**Exercise description**
Give exactly the lines from the one with "Where can you find the maroon wall" through the final line of the listing below, both included, leaving out any pictures.

**Records for this exercise**
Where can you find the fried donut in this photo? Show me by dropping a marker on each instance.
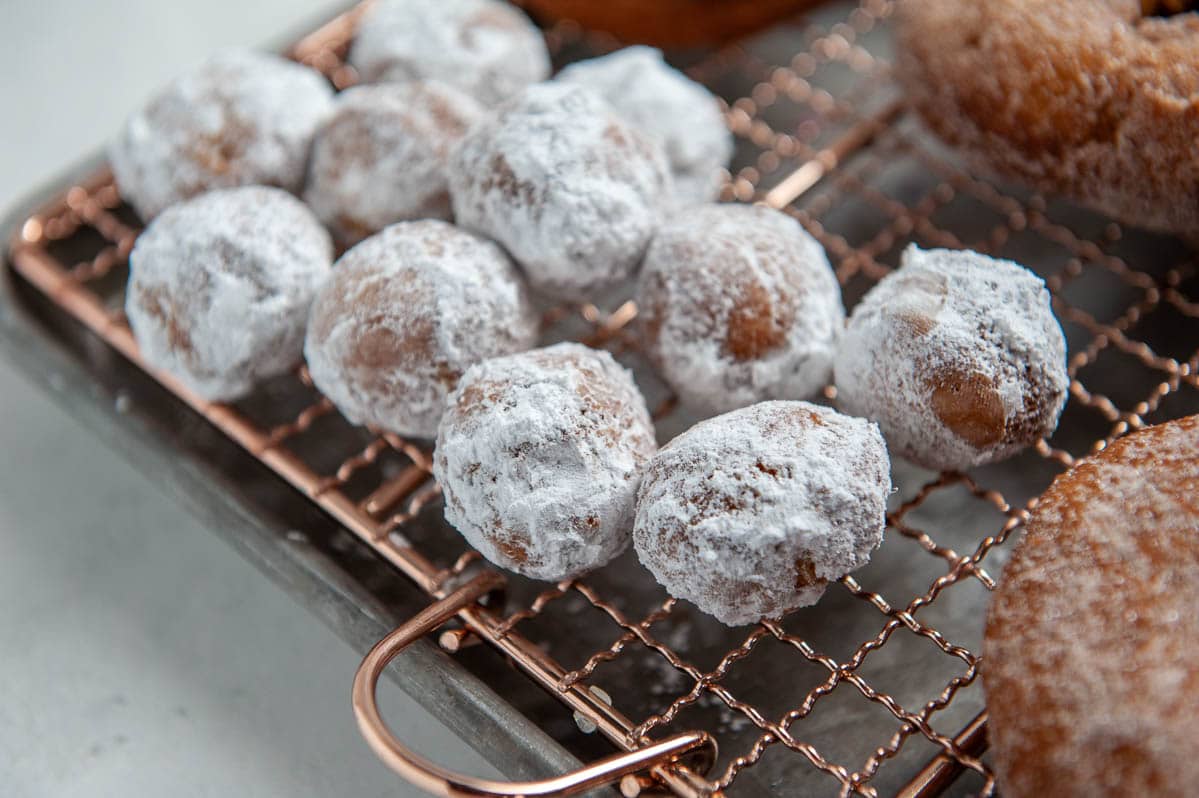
(958, 357)
(404, 313)
(220, 288)
(540, 455)
(1095, 100)
(751, 514)
(1091, 651)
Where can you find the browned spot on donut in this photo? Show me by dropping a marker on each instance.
(916, 322)
(474, 397)
(806, 574)
(968, 404)
(765, 469)
(757, 325)
(514, 548)
(158, 304)
(220, 152)
(351, 229)
(500, 177)
(613, 133)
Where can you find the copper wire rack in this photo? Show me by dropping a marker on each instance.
(874, 690)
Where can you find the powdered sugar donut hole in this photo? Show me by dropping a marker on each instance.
(664, 103)
(957, 356)
(380, 158)
(540, 455)
(751, 514)
(488, 49)
(404, 313)
(568, 188)
(220, 288)
(240, 118)
(736, 304)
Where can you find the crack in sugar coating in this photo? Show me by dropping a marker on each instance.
(404, 313)
(957, 356)
(1091, 647)
(737, 304)
(1080, 97)
(662, 102)
(571, 191)
(220, 288)
(381, 156)
(238, 119)
(540, 455)
(749, 514)
(483, 48)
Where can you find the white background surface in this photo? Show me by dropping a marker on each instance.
(139, 656)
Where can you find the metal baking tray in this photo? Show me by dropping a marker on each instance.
(872, 691)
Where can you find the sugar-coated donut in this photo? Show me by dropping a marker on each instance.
(240, 118)
(404, 313)
(1096, 100)
(220, 288)
(1091, 651)
(540, 455)
(486, 48)
(957, 356)
(570, 189)
(751, 514)
(737, 303)
(667, 104)
(380, 158)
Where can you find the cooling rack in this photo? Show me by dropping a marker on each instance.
(875, 689)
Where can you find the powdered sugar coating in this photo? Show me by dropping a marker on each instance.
(404, 313)
(1091, 98)
(1092, 639)
(737, 303)
(540, 455)
(664, 103)
(240, 118)
(381, 156)
(568, 188)
(751, 514)
(486, 48)
(958, 357)
(220, 288)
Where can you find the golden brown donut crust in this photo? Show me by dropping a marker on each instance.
(1086, 98)
(1091, 652)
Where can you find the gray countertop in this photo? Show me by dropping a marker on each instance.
(142, 656)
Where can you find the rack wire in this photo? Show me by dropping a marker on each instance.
(851, 696)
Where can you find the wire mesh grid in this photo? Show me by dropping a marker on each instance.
(853, 695)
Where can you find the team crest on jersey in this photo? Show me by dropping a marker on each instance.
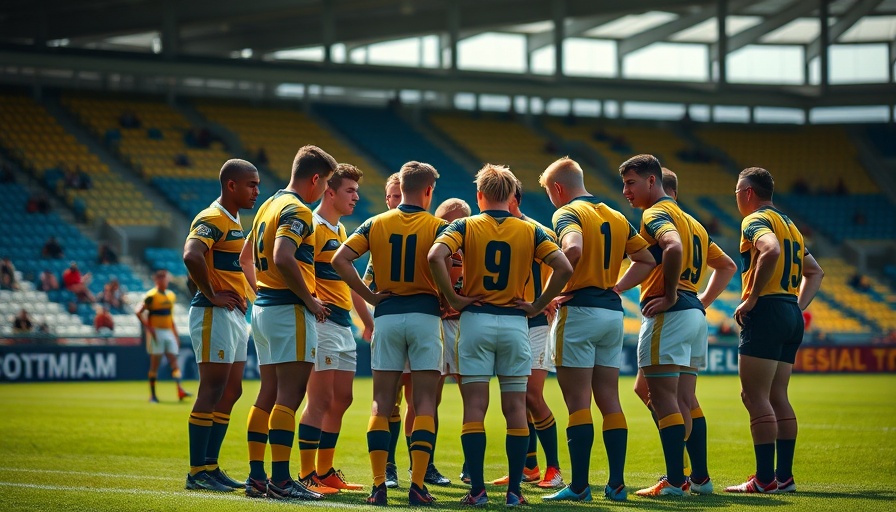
(298, 227)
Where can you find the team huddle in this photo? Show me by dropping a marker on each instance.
(478, 296)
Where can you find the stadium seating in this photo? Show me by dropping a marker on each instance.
(39, 142)
(153, 147)
(280, 132)
(25, 236)
(384, 135)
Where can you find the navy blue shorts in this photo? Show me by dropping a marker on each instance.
(772, 330)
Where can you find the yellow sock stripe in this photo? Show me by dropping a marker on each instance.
(545, 423)
(203, 419)
(561, 329)
(300, 332)
(655, 339)
(378, 423)
(427, 423)
(580, 417)
(671, 420)
(614, 421)
(473, 428)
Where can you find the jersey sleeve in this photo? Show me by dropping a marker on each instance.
(359, 241)
(543, 244)
(714, 251)
(657, 223)
(205, 230)
(453, 235)
(634, 242)
(754, 226)
(566, 221)
(295, 224)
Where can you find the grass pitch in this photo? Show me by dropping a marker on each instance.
(101, 446)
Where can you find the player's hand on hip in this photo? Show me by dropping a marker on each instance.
(460, 302)
(743, 309)
(657, 306)
(319, 309)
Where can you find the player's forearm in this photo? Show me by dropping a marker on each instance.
(812, 276)
(362, 310)
(671, 270)
(347, 272)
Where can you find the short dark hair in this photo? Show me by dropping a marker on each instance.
(344, 172)
(311, 160)
(644, 166)
(235, 169)
(670, 181)
(761, 181)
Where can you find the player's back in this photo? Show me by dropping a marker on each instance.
(282, 215)
(665, 215)
(607, 237)
(788, 271)
(498, 254)
(223, 235)
(399, 241)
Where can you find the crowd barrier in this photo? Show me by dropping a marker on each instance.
(26, 360)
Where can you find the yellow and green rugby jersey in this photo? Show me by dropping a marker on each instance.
(498, 250)
(283, 215)
(223, 235)
(606, 239)
(160, 306)
(696, 249)
(788, 273)
(330, 288)
(399, 241)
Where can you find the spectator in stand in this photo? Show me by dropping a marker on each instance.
(47, 281)
(37, 203)
(22, 323)
(106, 255)
(8, 274)
(262, 157)
(77, 283)
(6, 174)
(113, 295)
(128, 119)
(52, 249)
(103, 321)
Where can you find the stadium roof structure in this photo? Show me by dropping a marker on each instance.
(168, 42)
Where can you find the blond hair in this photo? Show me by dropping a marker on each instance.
(564, 171)
(496, 182)
(392, 180)
(417, 176)
(452, 204)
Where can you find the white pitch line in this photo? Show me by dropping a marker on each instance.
(87, 473)
(175, 494)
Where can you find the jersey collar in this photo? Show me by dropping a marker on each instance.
(323, 221)
(588, 198)
(409, 208)
(219, 206)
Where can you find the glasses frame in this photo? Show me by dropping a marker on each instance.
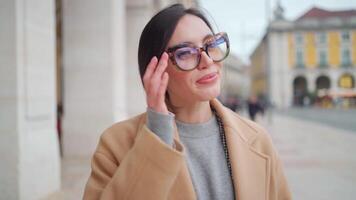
(171, 51)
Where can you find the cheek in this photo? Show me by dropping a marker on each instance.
(178, 79)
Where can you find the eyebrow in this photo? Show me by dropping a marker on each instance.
(186, 44)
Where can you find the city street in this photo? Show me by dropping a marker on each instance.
(319, 160)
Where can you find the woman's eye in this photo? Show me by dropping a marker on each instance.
(216, 42)
(184, 53)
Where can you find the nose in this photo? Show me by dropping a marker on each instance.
(205, 61)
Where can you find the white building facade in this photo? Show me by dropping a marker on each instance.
(88, 66)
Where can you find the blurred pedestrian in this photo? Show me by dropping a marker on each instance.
(254, 107)
(187, 145)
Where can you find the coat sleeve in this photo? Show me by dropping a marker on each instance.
(282, 189)
(147, 171)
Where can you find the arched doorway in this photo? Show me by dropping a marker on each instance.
(299, 90)
(322, 82)
(346, 81)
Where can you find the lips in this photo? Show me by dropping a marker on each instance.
(209, 78)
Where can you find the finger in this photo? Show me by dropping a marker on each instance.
(162, 65)
(150, 69)
(163, 88)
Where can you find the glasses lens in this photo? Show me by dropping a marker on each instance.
(186, 58)
(218, 48)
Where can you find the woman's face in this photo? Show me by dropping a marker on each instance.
(202, 83)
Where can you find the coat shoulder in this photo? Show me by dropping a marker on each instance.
(259, 138)
(118, 139)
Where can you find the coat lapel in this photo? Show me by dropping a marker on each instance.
(250, 168)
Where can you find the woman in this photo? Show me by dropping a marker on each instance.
(187, 145)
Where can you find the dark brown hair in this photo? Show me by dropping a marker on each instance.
(159, 30)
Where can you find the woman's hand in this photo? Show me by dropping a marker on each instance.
(155, 81)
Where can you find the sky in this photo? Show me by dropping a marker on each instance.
(245, 20)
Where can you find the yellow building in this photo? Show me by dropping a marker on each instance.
(311, 60)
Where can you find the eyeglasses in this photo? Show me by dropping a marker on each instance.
(187, 56)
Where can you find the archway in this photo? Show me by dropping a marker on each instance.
(346, 81)
(299, 90)
(322, 82)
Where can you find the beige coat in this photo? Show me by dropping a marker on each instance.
(131, 162)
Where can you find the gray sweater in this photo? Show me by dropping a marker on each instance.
(205, 154)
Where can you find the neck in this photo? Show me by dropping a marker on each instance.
(194, 113)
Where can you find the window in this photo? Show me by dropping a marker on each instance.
(346, 81)
(323, 58)
(345, 36)
(300, 58)
(299, 39)
(346, 57)
(322, 38)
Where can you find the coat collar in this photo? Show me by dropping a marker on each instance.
(250, 168)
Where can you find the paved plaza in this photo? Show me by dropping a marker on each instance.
(319, 160)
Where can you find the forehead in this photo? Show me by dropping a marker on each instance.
(190, 28)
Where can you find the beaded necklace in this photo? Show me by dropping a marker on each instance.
(226, 152)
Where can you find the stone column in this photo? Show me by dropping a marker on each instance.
(94, 62)
(138, 12)
(29, 150)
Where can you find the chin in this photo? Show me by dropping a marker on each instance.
(209, 94)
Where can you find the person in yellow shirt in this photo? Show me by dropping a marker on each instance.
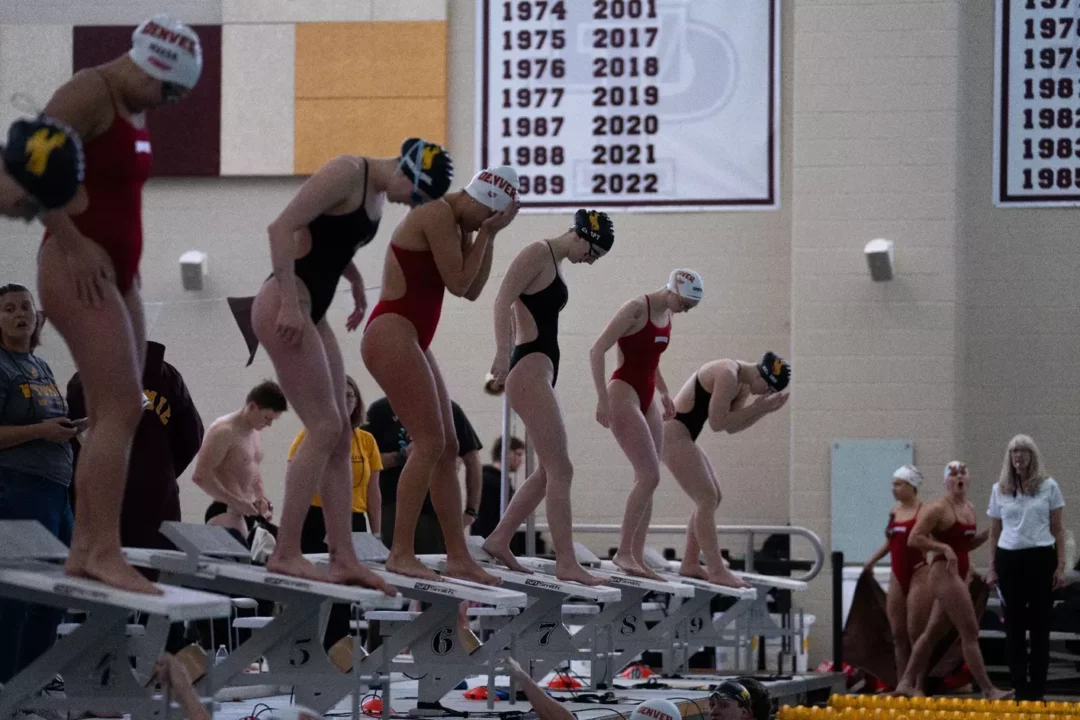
(366, 499)
(366, 464)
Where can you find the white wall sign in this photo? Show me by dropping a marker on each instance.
(661, 105)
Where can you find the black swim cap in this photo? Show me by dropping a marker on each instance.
(429, 165)
(45, 159)
(775, 370)
(736, 691)
(594, 227)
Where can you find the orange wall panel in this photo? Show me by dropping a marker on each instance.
(370, 59)
(365, 126)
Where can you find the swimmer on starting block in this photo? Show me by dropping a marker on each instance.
(717, 393)
(526, 330)
(312, 244)
(227, 465)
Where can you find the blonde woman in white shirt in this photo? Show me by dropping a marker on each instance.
(1027, 561)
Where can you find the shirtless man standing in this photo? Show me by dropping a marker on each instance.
(718, 394)
(227, 466)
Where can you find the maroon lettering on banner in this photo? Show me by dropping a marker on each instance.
(186, 136)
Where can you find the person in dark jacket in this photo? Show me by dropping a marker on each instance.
(169, 436)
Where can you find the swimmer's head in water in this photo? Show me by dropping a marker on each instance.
(686, 285)
(167, 50)
(657, 708)
(774, 370)
(730, 701)
(265, 404)
(597, 230)
(429, 170)
(44, 158)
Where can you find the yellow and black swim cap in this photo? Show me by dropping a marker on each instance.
(595, 227)
(45, 158)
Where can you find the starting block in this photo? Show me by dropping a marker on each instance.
(95, 657)
(750, 615)
(441, 655)
(292, 642)
(620, 629)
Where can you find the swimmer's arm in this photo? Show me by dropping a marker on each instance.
(980, 539)
(630, 314)
(920, 538)
(521, 272)
(324, 190)
(83, 104)
(375, 504)
(874, 559)
(723, 416)
(995, 534)
(458, 267)
(474, 473)
(482, 274)
(211, 456)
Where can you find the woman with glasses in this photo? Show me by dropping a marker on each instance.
(642, 329)
(312, 244)
(35, 464)
(526, 363)
(89, 271)
(1027, 560)
(946, 529)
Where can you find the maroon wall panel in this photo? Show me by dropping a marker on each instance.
(186, 137)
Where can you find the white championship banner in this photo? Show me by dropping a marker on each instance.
(645, 105)
(1037, 103)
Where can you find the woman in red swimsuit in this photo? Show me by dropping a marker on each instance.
(946, 528)
(642, 328)
(88, 272)
(908, 601)
(432, 250)
(312, 244)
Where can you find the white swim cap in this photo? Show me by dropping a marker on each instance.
(496, 188)
(167, 50)
(657, 708)
(909, 474)
(687, 284)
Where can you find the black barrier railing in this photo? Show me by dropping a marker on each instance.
(837, 557)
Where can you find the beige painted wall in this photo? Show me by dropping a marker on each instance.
(886, 132)
(1021, 300)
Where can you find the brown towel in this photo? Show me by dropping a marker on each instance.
(867, 639)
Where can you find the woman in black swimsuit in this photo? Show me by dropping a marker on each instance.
(716, 393)
(526, 318)
(312, 242)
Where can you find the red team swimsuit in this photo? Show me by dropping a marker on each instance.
(118, 164)
(958, 537)
(422, 302)
(905, 559)
(640, 357)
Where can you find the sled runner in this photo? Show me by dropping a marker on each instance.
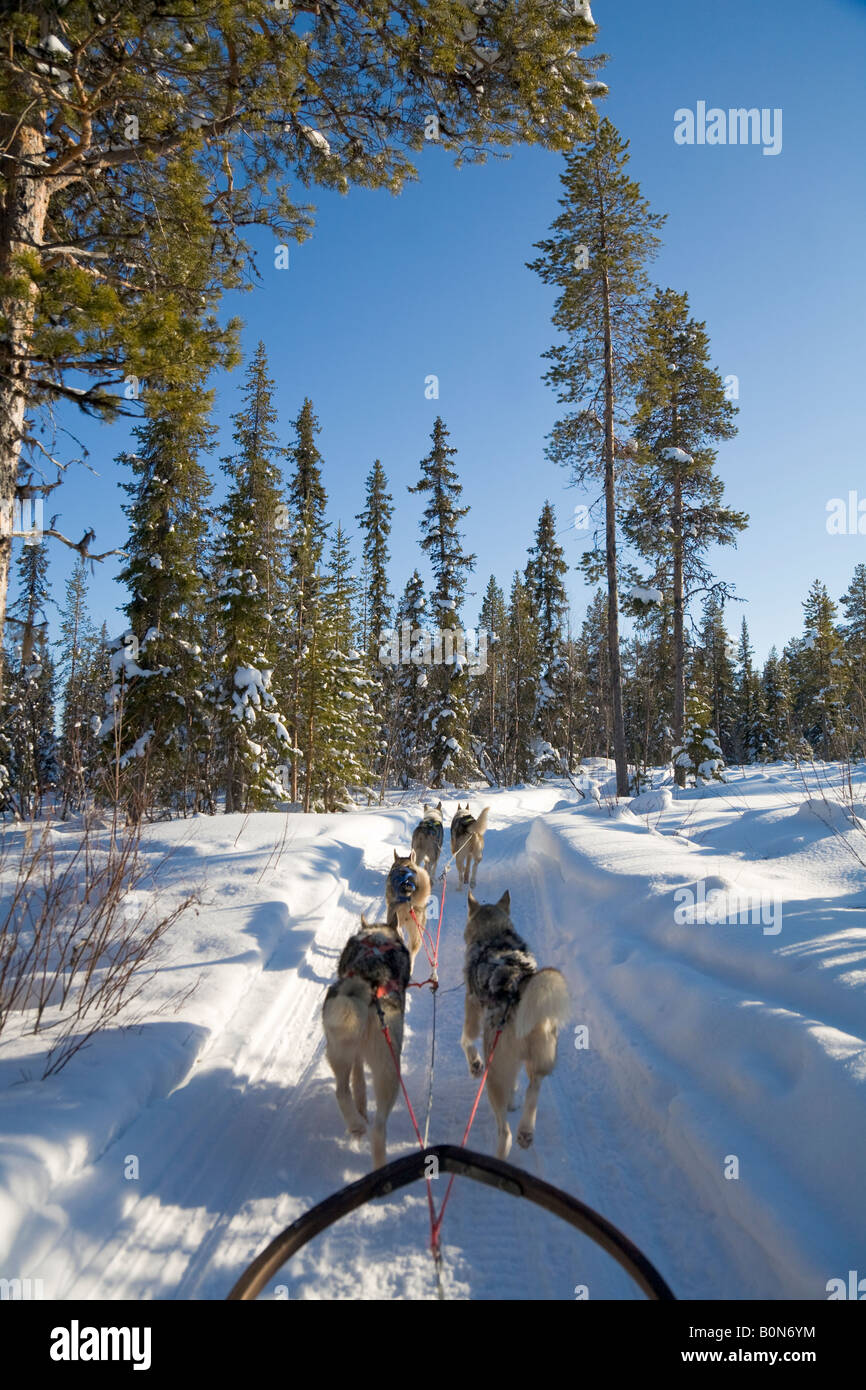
(492, 1172)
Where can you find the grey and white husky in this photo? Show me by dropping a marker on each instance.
(406, 895)
(427, 838)
(373, 969)
(467, 843)
(506, 993)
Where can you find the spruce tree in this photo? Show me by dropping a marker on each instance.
(489, 688)
(677, 510)
(774, 738)
(29, 747)
(854, 637)
(407, 751)
(818, 673)
(748, 736)
(249, 562)
(82, 690)
(446, 716)
(376, 523)
(713, 673)
(601, 243)
(142, 141)
(377, 598)
(341, 723)
(544, 576)
(699, 755)
(524, 755)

**Answer**
Where can you find the maroon wall panel in this photo? Show me by dropping a marker on each instance.
(186, 137)
Where can you find the white championship banner in this photo? Show me by dropping a marker on each instance.
(645, 105)
(1037, 103)
Where can you find the woman in red swimsuit in this photo? Show me by dropping a marker on each instance.
(946, 528)
(642, 328)
(88, 272)
(908, 601)
(432, 250)
(312, 244)
Where can you find the white swim cap in this photo? Show me by dropping a marker on each instance.
(496, 188)
(167, 50)
(657, 708)
(909, 474)
(687, 284)
Where can you find the black barrier railing in this photo? Show me by dropping a marker on each instance.
(837, 557)
Where can you find the beige painted wall in this photo? Show me by dropping a marker on each instance.
(886, 132)
(1021, 300)
Where can you find the brown towel in this photo? Show me by dropping a marker on each instance.
(867, 639)
Where can you find the woman in black swimsuit in this photo? Show me by dropping a marker on each instance.
(716, 393)
(526, 318)
(312, 242)
Where can you find the red team swimsuit in this photo? Show me by dropping a marker on each instance.
(118, 164)
(958, 537)
(422, 302)
(905, 559)
(640, 357)
Where can you find the sled runner in this photo? Show me by dropping a marker on each instance.
(492, 1172)
Where can you find the grey and white husky in this photo? Show me by dropping a marker on each instance.
(406, 895)
(427, 838)
(373, 969)
(467, 843)
(506, 993)
Where can you find the spruce tree in this photo? Show me by dropping a marker on each instance.
(489, 688)
(677, 510)
(774, 738)
(29, 747)
(854, 637)
(407, 751)
(818, 673)
(748, 736)
(249, 562)
(82, 690)
(446, 716)
(376, 523)
(713, 673)
(601, 243)
(142, 141)
(377, 598)
(341, 723)
(544, 576)
(699, 755)
(524, 755)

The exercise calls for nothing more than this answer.